Position annotation records:
**********

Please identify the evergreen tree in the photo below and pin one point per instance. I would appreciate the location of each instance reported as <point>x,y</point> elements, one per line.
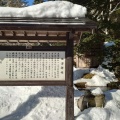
<point>38,1</point>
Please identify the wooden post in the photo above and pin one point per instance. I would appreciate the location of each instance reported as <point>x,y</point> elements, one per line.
<point>69,78</point>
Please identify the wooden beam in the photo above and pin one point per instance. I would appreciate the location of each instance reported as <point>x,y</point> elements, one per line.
<point>32,37</point>
<point>69,78</point>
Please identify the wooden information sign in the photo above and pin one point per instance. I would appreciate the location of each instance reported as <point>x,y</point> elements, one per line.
<point>32,65</point>
<point>40,65</point>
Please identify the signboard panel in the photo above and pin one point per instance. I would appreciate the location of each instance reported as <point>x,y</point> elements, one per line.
<point>32,65</point>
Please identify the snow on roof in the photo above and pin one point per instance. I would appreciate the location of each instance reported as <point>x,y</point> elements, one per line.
<point>51,9</point>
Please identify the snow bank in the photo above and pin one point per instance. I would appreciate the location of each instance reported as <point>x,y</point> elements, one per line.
<point>51,9</point>
<point>101,78</point>
<point>97,91</point>
<point>111,111</point>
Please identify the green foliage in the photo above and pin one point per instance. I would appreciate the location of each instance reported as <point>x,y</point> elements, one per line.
<point>112,53</point>
<point>38,1</point>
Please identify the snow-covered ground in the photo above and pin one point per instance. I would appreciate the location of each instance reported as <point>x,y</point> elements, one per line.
<point>51,9</point>
<point>48,103</point>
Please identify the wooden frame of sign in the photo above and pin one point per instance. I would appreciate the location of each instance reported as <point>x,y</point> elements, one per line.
<point>32,30</point>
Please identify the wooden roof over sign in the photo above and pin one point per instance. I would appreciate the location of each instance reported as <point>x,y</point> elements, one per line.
<point>14,28</point>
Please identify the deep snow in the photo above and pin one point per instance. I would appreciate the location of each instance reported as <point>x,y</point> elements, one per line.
<point>51,9</point>
<point>48,103</point>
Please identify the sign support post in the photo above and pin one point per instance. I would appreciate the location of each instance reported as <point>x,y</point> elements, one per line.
<point>69,78</point>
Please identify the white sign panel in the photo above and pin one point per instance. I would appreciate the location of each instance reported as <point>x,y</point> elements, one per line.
<point>32,65</point>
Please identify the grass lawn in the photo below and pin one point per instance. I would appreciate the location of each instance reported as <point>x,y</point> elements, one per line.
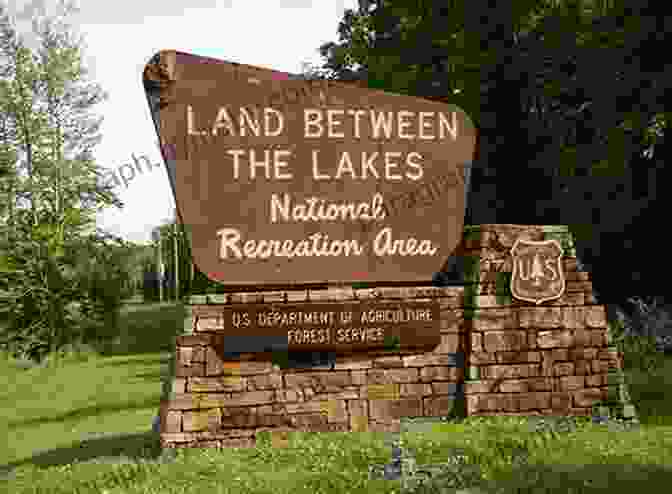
<point>82,427</point>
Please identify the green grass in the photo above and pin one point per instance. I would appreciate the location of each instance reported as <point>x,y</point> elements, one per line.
<point>82,427</point>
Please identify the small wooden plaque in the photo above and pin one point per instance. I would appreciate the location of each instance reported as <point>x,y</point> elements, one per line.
<point>231,380</point>
<point>383,391</point>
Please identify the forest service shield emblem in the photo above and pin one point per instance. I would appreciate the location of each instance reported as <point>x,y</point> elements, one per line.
<point>537,270</point>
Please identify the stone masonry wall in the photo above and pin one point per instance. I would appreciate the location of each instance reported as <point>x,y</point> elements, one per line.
<point>222,403</point>
<point>551,359</point>
<point>518,359</point>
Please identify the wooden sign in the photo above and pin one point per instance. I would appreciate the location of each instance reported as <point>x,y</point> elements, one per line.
<point>383,391</point>
<point>343,327</point>
<point>285,181</point>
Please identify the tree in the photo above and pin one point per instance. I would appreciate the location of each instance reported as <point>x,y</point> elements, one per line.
<point>50,180</point>
<point>566,95</point>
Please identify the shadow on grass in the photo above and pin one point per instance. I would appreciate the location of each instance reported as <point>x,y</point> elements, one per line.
<point>143,360</point>
<point>111,447</point>
<point>147,328</point>
<point>587,478</point>
<point>82,413</point>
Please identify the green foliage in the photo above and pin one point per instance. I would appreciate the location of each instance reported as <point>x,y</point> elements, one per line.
<point>58,279</point>
<point>639,351</point>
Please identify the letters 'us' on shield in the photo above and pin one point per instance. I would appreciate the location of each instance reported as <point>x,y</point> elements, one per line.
<point>537,270</point>
<point>280,180</point>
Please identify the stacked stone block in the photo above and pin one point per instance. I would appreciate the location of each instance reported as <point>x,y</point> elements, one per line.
<point>224,403</point>
<point>497,356</point>
<point>551,359</point>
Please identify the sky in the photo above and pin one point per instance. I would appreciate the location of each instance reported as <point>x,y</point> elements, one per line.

**********

* Stated exercise:
Reproduce these records line for line, leaving out the pictures.

* Correct response:
Please identify the evergreen tree in the photo below and pin one point per instance. I would appreciate the location of each instance reported as <point>x,y</point> elements, one per line.
<point>38,1</point>
Please identify the wooden post in the photo above and pin one point per instance. I would appreciate the location of each instance reported as <point>x,y</point> elements, one per line.
<point>69,78</point>
Please identify the wooden beam in the photo above and pin one point per instance. I would appreciate the location of each instance reported as <point>x,y</point> elements, one per line.
<point>32,37</point>
<point>69,78</point>
Please identify the wooden information sign in the photo above and pin one point per instance. I would appreciate the location of each instance reported as <point>x,y</point> elements, one per line.
<point>32,65</point>
<point>40,65</point>
Please identify the signboard panel in the photo above and pin one point per instance. I would appreciate the location of each instance reported as <point>x,y</point> elements, one per line.
<point>32,65</point>
Please identify the snow on roof in the photo above and pin one point per instance. I would appreciate the location of each instance reported as <point>x,y</point> elements, one per line.
<point>51,9</point>
Please identify the snow bank in the photo above and pin one point per instance. I would appreciate the location of each instance reported as <point>x,y</point> elements, one per line.
<point>51,9</point>
<point>101,78</point>
<point>97,91</point>
<point>111,111</point>
Please identify the green foliage in the photo above and pin one point per instance. I would appreciate the location of each instance reported as <point>x,y</point> elements, one per line.
<point>112,53</point>
<point>38,1</point>
Please identify the snow-covered ground in the photo above and pin one point per instance. I would appreciate the location of each instance reported as <point>x,y</point> elements, one per line.
<point>51,9</point>
<point>48,103</point>
Please identify the wooden frame of sign in the photo above and pin one point per instance. I would appreciate the location of each instance reported as <point>x,y</point> elements, one per line.
<point>32,30</point>
Please identify the wooden roof over sign in the photo above and pin one point per instance. I would appreciate the location of each instance reported as <point>x,y</point> elements, one per line.
<point>14,28</point>
Please identify the deep snow in the photo above and pin one point per instance. I would appreciate the location of each instance reported as <point>x,y</point> elements, one per line.
<point>51,9</point>
<point>48,103</point>
Please identify the sign support post in the photo above and pin one point per instance. I would appreciate the location of each instance reported as <point>x,y</point> elements, one per line.
<point>69,78</point>
Please identify the white sign panel in the photo above and pin one point per instance. I would appreciate the location of each instance reported as <point>x,y</point> elements, one per line.
<point>32,65</point>
Please identify the grass lawn in the photo below and pin one point per instance. I would appreciate the location of each instance reported as <point>x,y</point> elements, one per line.
<point>82,427</point>
Please identify the green grass in the photo above and pin one point per instance. I would appreciate the location of each instance reported as <point>x,y</point> elements, one per line.
<point>82,427</point>
Please identify the small wooden plaque in the photo above and pin one point per instance. I would appreciate the location of each instance reported as <point>x,y</point> elements, one per line.
<point>231,380</point>
<point>383,391</point>
Please identify the forest service shield emblem in the photo above and pin one point per instance. I would appreciate the location of each instance reported as <point>x,y</point> elements, one per line.
<point>537,270</point>
Please identify the stone masonry wall in the photo above and pin one point per instance. I would appreciate the location of each instance reported as <point>x,y</point> elements, one per line.
<point>222,403</point>
<point>551,359</point>
<point>518,359</point>
Please identify the wooden sign in the photo above and pin one point per instance. I would appreciate the location of each instance reported as <point>x,y</point> elements, one per line.
<point>383,391</point>
<point>343,327</point>
<point>285,181</point>
Please identify the tree in the photo above and pin one point per instance. I would appreciate the location of each instance reported as <point>x,y</point> elements, one per line.
<point>50,180</point>
<point>566,95</point>
Please identify the shadow on grass in the photo above and pin one point per instance. I would appreciate the location of each instance reported as <point>x,y</point> elements, one per line.
<point>143,360</point>
<point>111,447</point>
<point>147,328</point>
<point>587,478</point>
<point>82,413</point>
Please identify the green foliage in the photo above and pin one point per instance. I would appreciate the location of each instance reported as <point>x,y</point> elements, one per line.
<point>58,279</point>
<point>639,351</point>
Please identify the letters 'us' on shield in the photo above and pin one point per instance. I would appreciate the location of each instance reported as <point>x,y</point> elements, one per line.
<point>537,270</point>
<point>280,180</point>
Please identify the stacked stone block in the photo above and pin one point per instance. I would appreciate the location of each instance reported as <point>x,y</point> elements, one per line.
<point>224,403</point>
<point>497,356</point>
<point>551,359</point>
Please identify the sky in the photo above and pin one point per instance. I would appreciate the location of each instance reported as <point>x,y</point> elements, one per line.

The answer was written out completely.